= Task requirements =
Copy out the lines from the start through the line with "[0,0,390,259]", requests included, and shift every bounding box coordinate in the answers up by 49.

Detection examples
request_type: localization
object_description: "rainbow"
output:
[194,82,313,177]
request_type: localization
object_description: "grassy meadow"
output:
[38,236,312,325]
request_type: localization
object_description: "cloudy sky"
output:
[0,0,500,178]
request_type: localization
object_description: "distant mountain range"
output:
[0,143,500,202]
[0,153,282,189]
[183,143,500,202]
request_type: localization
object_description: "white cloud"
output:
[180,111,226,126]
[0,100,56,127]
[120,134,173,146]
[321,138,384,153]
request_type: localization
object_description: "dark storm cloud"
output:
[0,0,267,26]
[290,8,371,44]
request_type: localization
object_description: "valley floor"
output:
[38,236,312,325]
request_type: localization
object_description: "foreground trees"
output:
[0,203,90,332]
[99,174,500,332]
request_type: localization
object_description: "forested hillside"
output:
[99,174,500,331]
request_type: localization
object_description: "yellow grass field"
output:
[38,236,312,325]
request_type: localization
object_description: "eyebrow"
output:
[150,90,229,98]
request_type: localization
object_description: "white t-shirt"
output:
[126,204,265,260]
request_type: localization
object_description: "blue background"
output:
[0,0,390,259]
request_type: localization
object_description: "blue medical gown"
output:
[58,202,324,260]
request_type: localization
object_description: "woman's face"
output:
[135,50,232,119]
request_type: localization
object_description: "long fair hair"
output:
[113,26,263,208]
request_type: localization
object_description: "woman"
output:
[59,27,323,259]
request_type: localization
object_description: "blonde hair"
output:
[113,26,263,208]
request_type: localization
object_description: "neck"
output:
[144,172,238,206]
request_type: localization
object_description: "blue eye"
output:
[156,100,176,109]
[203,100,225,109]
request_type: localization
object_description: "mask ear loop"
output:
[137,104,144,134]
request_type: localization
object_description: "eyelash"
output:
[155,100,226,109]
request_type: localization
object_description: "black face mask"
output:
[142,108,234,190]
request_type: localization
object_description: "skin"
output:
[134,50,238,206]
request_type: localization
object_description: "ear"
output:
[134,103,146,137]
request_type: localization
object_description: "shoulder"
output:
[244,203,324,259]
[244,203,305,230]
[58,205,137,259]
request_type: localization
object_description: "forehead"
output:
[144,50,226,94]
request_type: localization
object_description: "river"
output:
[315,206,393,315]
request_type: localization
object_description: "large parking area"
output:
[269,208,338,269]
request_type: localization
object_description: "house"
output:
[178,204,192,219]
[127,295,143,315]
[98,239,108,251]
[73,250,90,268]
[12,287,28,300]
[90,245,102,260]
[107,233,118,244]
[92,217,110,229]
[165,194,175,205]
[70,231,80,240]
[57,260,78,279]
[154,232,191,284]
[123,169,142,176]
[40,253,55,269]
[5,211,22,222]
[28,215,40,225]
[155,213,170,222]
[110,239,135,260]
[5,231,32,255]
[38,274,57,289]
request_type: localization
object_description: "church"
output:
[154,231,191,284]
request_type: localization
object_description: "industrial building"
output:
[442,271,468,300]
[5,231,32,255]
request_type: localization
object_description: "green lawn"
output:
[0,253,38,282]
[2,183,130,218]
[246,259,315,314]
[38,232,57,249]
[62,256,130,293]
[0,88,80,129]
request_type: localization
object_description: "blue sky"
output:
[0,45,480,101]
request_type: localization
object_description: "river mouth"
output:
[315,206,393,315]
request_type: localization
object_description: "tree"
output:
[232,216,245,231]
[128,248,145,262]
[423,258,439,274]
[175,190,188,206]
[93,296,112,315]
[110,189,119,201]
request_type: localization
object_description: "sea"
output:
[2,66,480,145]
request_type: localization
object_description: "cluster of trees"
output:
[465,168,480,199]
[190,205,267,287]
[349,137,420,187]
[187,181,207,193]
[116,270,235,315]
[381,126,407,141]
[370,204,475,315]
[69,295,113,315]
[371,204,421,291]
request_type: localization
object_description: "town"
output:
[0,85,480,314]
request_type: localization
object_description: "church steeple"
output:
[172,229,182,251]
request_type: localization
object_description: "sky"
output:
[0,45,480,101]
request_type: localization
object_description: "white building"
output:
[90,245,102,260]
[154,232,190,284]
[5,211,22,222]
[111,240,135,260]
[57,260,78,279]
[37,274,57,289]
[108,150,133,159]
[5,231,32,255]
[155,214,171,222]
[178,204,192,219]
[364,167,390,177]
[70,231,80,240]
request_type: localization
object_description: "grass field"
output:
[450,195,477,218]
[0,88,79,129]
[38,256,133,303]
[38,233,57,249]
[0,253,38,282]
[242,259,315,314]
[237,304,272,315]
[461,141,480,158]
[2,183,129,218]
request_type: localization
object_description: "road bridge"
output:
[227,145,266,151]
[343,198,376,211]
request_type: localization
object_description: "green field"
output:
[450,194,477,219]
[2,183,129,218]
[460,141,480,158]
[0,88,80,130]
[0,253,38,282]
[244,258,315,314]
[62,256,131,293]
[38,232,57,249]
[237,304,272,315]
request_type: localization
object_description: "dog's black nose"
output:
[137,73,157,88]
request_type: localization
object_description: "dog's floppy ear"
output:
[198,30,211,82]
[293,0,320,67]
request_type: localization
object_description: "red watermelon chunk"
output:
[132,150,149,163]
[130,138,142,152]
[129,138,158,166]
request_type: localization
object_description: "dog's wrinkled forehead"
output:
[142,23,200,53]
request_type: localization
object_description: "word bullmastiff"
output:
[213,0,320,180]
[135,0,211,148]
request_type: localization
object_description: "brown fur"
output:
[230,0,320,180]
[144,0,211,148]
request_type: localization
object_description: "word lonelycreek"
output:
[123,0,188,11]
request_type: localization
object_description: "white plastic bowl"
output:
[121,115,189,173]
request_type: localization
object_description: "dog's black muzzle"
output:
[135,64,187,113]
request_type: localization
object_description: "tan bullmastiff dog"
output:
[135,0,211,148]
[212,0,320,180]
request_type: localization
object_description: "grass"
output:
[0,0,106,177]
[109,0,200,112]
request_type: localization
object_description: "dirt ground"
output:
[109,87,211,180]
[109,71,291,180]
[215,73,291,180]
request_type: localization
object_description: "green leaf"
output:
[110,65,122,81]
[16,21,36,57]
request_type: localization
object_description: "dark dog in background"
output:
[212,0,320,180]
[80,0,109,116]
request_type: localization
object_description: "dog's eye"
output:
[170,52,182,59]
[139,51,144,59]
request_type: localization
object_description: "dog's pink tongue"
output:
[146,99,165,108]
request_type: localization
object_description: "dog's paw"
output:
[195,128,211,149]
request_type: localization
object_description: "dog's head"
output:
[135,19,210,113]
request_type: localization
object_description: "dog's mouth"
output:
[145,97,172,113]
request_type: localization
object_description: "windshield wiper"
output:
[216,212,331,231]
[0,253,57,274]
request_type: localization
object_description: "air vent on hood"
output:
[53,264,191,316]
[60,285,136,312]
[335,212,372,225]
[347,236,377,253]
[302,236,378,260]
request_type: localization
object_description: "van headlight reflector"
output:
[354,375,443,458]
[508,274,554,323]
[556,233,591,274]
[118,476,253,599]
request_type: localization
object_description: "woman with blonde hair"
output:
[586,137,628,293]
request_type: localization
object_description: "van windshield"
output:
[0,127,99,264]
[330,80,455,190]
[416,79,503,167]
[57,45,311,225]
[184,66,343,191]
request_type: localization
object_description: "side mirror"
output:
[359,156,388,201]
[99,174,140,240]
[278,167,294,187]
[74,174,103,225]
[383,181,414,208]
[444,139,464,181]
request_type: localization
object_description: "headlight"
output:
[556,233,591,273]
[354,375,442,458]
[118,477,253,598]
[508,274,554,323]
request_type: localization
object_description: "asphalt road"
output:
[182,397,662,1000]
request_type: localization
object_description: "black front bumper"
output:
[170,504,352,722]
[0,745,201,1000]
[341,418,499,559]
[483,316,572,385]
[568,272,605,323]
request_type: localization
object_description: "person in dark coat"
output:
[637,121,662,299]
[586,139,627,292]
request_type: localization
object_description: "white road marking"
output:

= Finished exercise =
request_type: localization
object_description: "rainbow"
output:
[243,131,362,226]
request_type: localization
object_description: "grassy meadow"
output:
[87,285,361,374]
request_type: localization
object_description: "cloudy sky"
output:
[49,49,549,227]
request_type: localization
object_description: "distant mountain range"
output:
[49,192,549,251]
[49,202,331,238]
[232,192,549,251]
request_type: localization
object_description: "white cloud"
output:
[229,160,275,175]
[49,149,105,176]
[169,183,222,195]
[370,187,433,202]
request_type: localization
object_description: "dark storm cloud"
output:
[49,49,316,75]
[339,57,420,93]
request_type: localization
object_description: "valley floor"
output:
[87,285,361,374]
request_type: localization
object_description: "foreground trees"
output:
[49,252,139,381]
[148,223,549,381]
request_type: localization
object_description: "forested hillside"
output:
[148,223,549,380]
request_type: localization
object_description: "yellow grass field"
output:
[87,285,361,374]
request_type: localization
object_description: "eyebrow"
output:
[199,139,278,147]
request_type: localization
object_description: "white t-shirt"
output:
[175,253,314,309]
request_type: localization
object_description: "blue background"
output:
[49,49,439,308]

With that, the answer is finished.